Excerpted data —
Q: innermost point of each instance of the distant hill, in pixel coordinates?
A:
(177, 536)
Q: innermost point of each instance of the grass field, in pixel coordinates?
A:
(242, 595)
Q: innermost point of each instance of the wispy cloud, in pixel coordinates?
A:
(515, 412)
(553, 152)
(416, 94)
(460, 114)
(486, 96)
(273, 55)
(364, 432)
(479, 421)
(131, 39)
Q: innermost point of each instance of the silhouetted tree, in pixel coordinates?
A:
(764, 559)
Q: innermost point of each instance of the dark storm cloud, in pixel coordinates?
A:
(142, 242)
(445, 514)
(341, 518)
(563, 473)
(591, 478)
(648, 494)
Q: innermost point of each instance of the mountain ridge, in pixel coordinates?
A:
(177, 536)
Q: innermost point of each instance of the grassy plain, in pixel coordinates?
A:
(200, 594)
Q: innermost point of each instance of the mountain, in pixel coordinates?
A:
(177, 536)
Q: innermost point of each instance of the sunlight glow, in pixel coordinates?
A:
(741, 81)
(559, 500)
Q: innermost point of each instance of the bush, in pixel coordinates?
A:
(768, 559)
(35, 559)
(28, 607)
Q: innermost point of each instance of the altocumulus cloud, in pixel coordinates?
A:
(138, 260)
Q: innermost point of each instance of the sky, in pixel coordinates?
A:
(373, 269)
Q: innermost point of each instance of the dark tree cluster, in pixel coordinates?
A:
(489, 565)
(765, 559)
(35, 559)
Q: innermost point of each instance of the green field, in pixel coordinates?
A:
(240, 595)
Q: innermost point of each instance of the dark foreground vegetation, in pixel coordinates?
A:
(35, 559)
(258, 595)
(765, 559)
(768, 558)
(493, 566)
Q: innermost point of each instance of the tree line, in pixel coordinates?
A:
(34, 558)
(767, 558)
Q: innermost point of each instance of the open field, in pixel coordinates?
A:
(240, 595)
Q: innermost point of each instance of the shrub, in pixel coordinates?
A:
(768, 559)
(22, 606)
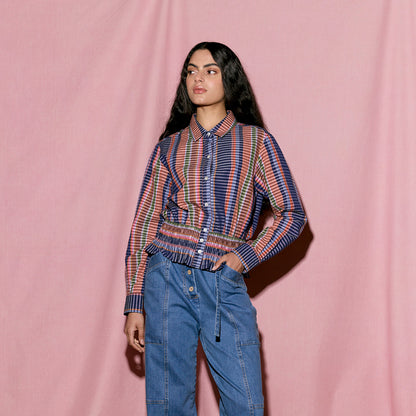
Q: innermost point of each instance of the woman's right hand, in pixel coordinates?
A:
(134, 329)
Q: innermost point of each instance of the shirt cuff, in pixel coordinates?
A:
(134, 303)
(247, 256)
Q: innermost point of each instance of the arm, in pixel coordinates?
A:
(152, 200)
(274, 181)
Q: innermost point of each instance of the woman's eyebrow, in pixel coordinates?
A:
(205, 66)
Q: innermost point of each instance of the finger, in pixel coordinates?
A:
(219, 262)
(141, 336)
(134, 342)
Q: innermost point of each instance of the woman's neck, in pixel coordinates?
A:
(209, 117)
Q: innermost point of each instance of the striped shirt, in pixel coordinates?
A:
(201, 197)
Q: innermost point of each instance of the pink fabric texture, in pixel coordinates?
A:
(85, 89)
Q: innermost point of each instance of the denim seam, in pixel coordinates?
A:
(242, 365)
(165, 338)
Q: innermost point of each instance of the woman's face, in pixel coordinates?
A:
(204, 80)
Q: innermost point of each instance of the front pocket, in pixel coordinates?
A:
(232, 277)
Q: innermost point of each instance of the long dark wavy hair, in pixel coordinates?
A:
(239, 96)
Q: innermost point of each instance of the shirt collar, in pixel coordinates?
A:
(223, 127)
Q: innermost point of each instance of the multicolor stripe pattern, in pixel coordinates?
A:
(201, 198)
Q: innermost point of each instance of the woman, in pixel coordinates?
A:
(191, 240)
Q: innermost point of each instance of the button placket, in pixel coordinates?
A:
(206, 166)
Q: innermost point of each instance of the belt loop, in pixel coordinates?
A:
(217, 307)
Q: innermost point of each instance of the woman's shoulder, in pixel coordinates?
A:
(259, 132)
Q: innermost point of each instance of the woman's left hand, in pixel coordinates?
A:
(231, 259)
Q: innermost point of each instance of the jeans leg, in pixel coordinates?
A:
(234, 357)
(171, 338)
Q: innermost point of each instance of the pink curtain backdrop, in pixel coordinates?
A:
(85, 88)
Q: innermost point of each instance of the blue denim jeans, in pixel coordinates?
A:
(182, 304)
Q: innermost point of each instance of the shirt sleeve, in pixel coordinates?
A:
(147, 220)
(274, 181)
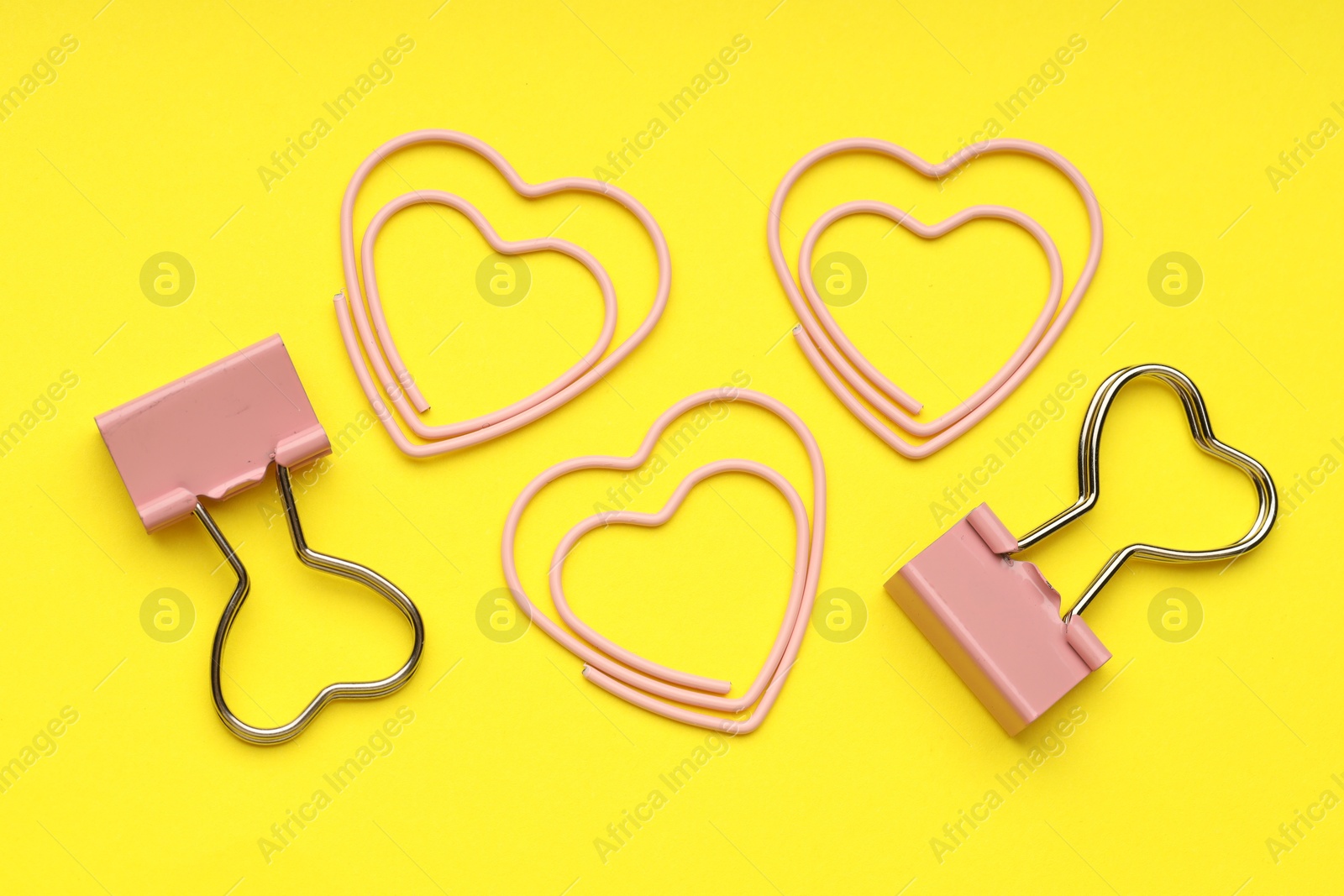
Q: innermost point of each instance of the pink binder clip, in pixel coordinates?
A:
(212, 434)
(996, 620)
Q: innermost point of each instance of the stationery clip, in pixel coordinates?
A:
(213, 434)
(996, 620)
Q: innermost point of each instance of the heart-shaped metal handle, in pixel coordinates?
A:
(1089, 481)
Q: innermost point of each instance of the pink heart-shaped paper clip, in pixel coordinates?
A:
(844, 369)
(367, 332)
(642, 681)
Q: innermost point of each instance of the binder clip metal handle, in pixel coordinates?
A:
(326, 563)
(213, 434)
(1089, 479)
(996, 621)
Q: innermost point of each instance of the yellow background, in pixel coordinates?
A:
(150, 140)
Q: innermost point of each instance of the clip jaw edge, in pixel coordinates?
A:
(996, 621)
(213, 432)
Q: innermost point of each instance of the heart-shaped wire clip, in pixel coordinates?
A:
(1089, 481)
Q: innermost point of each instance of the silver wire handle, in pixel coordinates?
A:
(1089, 481)
(327, 563)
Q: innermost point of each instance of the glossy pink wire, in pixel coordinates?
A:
(369, 332)
(642, 681)
(844, 369)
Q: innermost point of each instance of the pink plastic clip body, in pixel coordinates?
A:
(213, 432)
(996, 621)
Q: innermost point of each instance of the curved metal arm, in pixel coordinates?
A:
(1089, 481)
(327, 563)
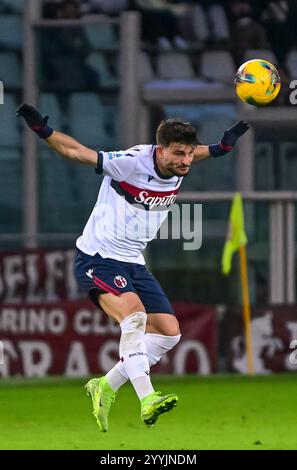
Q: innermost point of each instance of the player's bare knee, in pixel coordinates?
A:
(131, 303)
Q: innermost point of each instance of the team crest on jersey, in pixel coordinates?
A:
(120, 281)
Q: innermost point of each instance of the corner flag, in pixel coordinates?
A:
(237, 240)
(236, 233)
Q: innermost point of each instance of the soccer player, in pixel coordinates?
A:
(138, 187)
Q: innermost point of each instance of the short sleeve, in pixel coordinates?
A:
(119, 165)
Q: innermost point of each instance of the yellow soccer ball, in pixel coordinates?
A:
(257, 82)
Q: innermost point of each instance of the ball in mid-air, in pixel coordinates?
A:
(257, 82)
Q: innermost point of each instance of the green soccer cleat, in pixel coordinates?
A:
(154, 404)
(103, 397)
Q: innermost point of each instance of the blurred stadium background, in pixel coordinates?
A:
(107, 72)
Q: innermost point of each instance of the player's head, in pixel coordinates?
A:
(176, 142)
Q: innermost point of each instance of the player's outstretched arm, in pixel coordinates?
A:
(61, 143)
(225, 145)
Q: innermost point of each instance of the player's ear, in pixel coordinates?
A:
(159, 151)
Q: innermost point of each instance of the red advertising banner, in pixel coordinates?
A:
(274, 335)
(38, 276)
(76, 339)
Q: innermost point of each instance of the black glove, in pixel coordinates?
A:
(35, 120)
(229, 139)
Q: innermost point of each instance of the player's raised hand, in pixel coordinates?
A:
(229, 139)
(35, 120)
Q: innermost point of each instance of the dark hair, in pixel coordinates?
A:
(175, 130)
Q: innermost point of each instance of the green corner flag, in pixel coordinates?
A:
(236, 233)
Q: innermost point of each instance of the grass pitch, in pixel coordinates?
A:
(217, 412)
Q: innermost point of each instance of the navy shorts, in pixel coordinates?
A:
(99, 275)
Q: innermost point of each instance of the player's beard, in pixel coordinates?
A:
(181, 172)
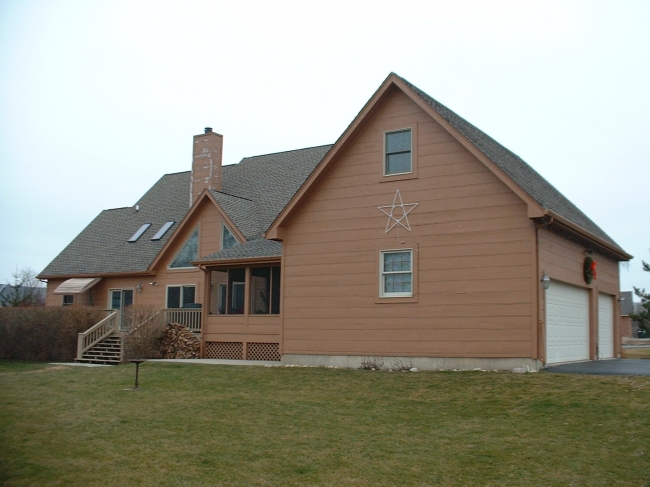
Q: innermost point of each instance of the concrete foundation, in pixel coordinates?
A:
(421, 363)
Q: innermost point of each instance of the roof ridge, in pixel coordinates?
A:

Task to carry out — Pictures stay out, but every record above is to be returned exactly.

Reply to the task —
Q: innermost point of each instance of the distant hill, in pixel coordinates?
A:
(177, 536)
Q: innermost point of each instance of the grass field, in pixel coordinates?
A:
(242, 595)
Q: innermost point of each instance of the wispy cloud, in pixel coordinates?
A:
(515, 412)
(553, 152)
(416, 94)
(460, 114)
(486, 96)
(273, 55)
(364, 432)
(479, 421)
(131, 39)
Q: innermost point of each instance of the silhouetted tree, in pixel coordinates?
A:
(764, 559)
Q: innermost point of each instance of the dark storm cloud, in pixel coordinates?
A:
(142, 242)
(445, 514)
(341, 518)
(563, 473)
(591, 478)
(648, 494)
Q: innermost point of each instance of the mountain ridge, in pixel coordinates?
A:
(177, 536)
Q: innermost point of each instance of the grassy plain, in pixel coordinates?
A:
(200, 594)
Q: innermost point of each instance of the mountain, in pixel coordinates?
A:
(177, 536)
Q: innermost point of each instance of the sunlight glow, in pixel coordinates?
A:
(741, 81)
(559, 500)
Q: innermost point of each instance of the bush, in pixel coordinates?
A:
(768, 559)
(35, 559)
(28, 607)
Q: innermost point of each instance of the altocumulus cloud, in pixel coordinates?
A:
(138, 260)
Q: innermost point of each instance of the sky, in pixel coordinates?
A:
(373, 269)
Q: innermost point of each instance of the dark tree cluster, in pixel coordinates?
A:
(489, 565)
(765, 559)
(35, 559)
Q: innermost point of each instance of the green field, in pixel coordinates?
A:
(240, 595)
Q: innermost point of each instance of the dark foreground vegetation, in pixel coordinates?
A:
(35, 559)
(258, 595)
(765, 559)
(768, 558)
(493, 566)
Q: innermost point of each instance of the tree line, in pixel coordinates?
A:
(34, 558)
(767, 558)
Q: innermost point of each instance of the open field, in pixel coordinates?
A:
(240, 595)
Q: innermost point of each instance of the shrub, in pixel coordinates?
A:
(768, 559)
(22, 606)
Q: innermost point of each instance of the woman's right hand, in pixel coordinates?
A:
(134, 329)
Q: innermost point of each instance of the shirt cuff, in pixel coordinates?
A:
(134, 303)
(247, 256)
Q: innermost point of each instance of the arm, in pixel coordinates?
A:
(152, 200)
(274, 181)
Q: innermost point of each instance of the woman's eyebrow, in pixel coordinates?
A:
(205, 66)
Q: innermost point of each instance of the finger, in pixel coordinates?
A:
(219, 262)
(141, 336)
(134, 342)
Q: innermost point of each instance of the woman's neck, in pixel coordinates?
A:
(209, 117)
Q: innermost point of each instance of the striped shirt, in pixel coordinates?
A:
(201, 197)
Q: innermost point of each instance of the pink fabric texture, in pixel coordinates?
A:
(85, 89)
Q: innermost point of each instance of the denim seam, in pixel coordinates?
A:
(242, 365)
(165, 338)
Q: innermost point of each instance of the woman's face, in pixel coordinates?
A:
(204, 80)
Q: innermost point of each instance of the front pocket, in pixel coordinates?
A:
(232, 277)
Q: innermost point of each instance of the long dark wavy hair, in pixel coordinates?
A:
(239, 96)
Q: innermost point of each instance of the shirt collar, in pixel coordinates?
A:
(223, 127)
Q: innermost point of each instance of the multicolor stripe pattern, in pixel coordinates?
A:
(201, 198)
Q: innermost point of each instance of the woman, in pixel coordinates?
A:
(191, 240)
Q: innermost point of each instance of the button placket, in pixel coordinates?
A:
(206, 166)
Q: innermost point of each instance of the belt loop, in pixel coordinates?
A:
(217, 307)
Q: innermost point of each instance of the woman's shoulder, in pixel coordinates?
A:
(259, 132)
Q: innermost point of each instance of the woman's left hand, in pixel coordinates?
A:
(231, 259)
Q: innermost point of each instance of the jeans leg, in pixel coordinates?
A:
(234, 357)
(171, 338)
Q: innermost point of each instance of the pink curtain backdrop, in pixel coordinates?
A:
(85, 88)
Q: innermost point of each instance of the blue denim jeans, in pixel coordinates?
A:
(182, 304)
Q: innermost point of each instance of the shirt sleeve, in pixel coordinates?
A:
(147, 220)
(274, 181)
Q: innermost point of each instance of the pink binder clip, in pixel coordinates?
A:
(212, 434)
(996, 620)
Q: innermost point of each instance of the stationery clip, in pixel coordinates?
A:
(213, 434)
(996, 620)
Q: innermost point of each instance of the heart-shaped metal handle, in pixel coordinates?
A:
(1089, 481)
Q: innermost point of each instance of the pink heart-shaped paper clip, in pixel coordinates?
A:
(844, 369)
(367, 332)
(642, 681)
Q: innermost point of each instance of the binder clip metal handle, in pixel coordinates?
A:
(326, 563)
(213, 434)
(1089, 479)
(996, 621)
Q: innermost point of each instance of the yellow background, in pixel coordinates?
A:
(150, 140)
Q: innermost point of each instance of the clip jaw edge, in pixel coordinates?
A:
(996, 621)
(213, 432)
Q: innermost point of each instance of the heart-shaped wire clip, in pixel coordinates?
A:
(1089, 481)
Q: innermost point of each instance of the silver wire handle, in pixel coordinates?
A:
(1089, 481)
(327, 563)
Q: innermost point of each instance of the glossy pink wire, in pixel coordinates?
A:
(369, 332)
(642, 681)
(844, 369)
Q: innermost point of each instance of the pink plastic clip body, in pixel coordinates?
A:
(213, 432)
(996, 621)
Q: innermost point of each instance of the curved metal arm, in pixel coordinates?
A:
(1089, 481)
(327, 563)
Q: innermost point of each instance of the player's bare knee, in pixel coordinates?
A:
(131, 303)
Q: innermost point of each instance of the team crest on jersey, in pixel coordinates?
A:
(120, 281)
Q: innermost point of each instance of the corner flag, in pixel coordinates?
A:
(237, 240)
(236, 233)
Q: innermost point of each instance of the soccer player, in pixel coordinates?
A:
(138, 187)
Q: innermost point of each instance of the short sleeve, in pixel coordinates?
A:
(119, 165)
Q: innermost point of each instance of the yellow soccer ball, in pixel coordinates?
A:
(257, 82)
Q: innermost point of each instance of the ball in mid-air, in pixel coordinates?
A:
(257, 82)
Q: innermost point of each instance of the green soccer cleat, in pixel coordinates?
A:
(154, 404)
(103, 397)
Q: innermost point of each instance of the blurred stadium background, in pixel coordinates?
A:
(107, 72)
Q: innermost point of each instance of the player's head, in pixel coordinates?
A:
(176, 142)
Q: innermost point of each instance of the player's outstretched arm, in pixel coordinates?
A:
(61, 143)
(225, 145)
Q: innermost point of each instance of the player's ear, in pixel coordinates?
A:
(159, 151)
Q: innermost point of each instance of the red advertising banner, in pixel coordinates?
A:
(274, 335)
(38, 276)
(76, 339)
Q: innermost point of each instance of the black glove, in pixel coordinates?
A:
(35, 120)
(229, 139)
Q: innermost point of each instance of the player's raised hand, in pixel coordinates?
A:
(229, 139)
(35, 120)
Q: innermost point of each instance of the dark hair, in pixel coordinates?
A:
(175, 130)
Q: innermost point of each instance of the green corner flag, in pixel coordinates?
A:
(236, 233)
Q: innermost point of each instance of the grass pitch, in pixel coordinates?
A:
(217, 412)
Q: innermost point of each instance of the navy shorts, in pixel coordinates?
A:
(99, 275)
Q: innermost point of each instance of the player's beard, in pixel coordinates?
A:
(181, 172)
Q: innermost point of each instance of the concrete foundation, in pixel coordinates?
A:
(421, 363)
Q: innermost point of each instance of the roof ridge, in pixel coordinates?
A:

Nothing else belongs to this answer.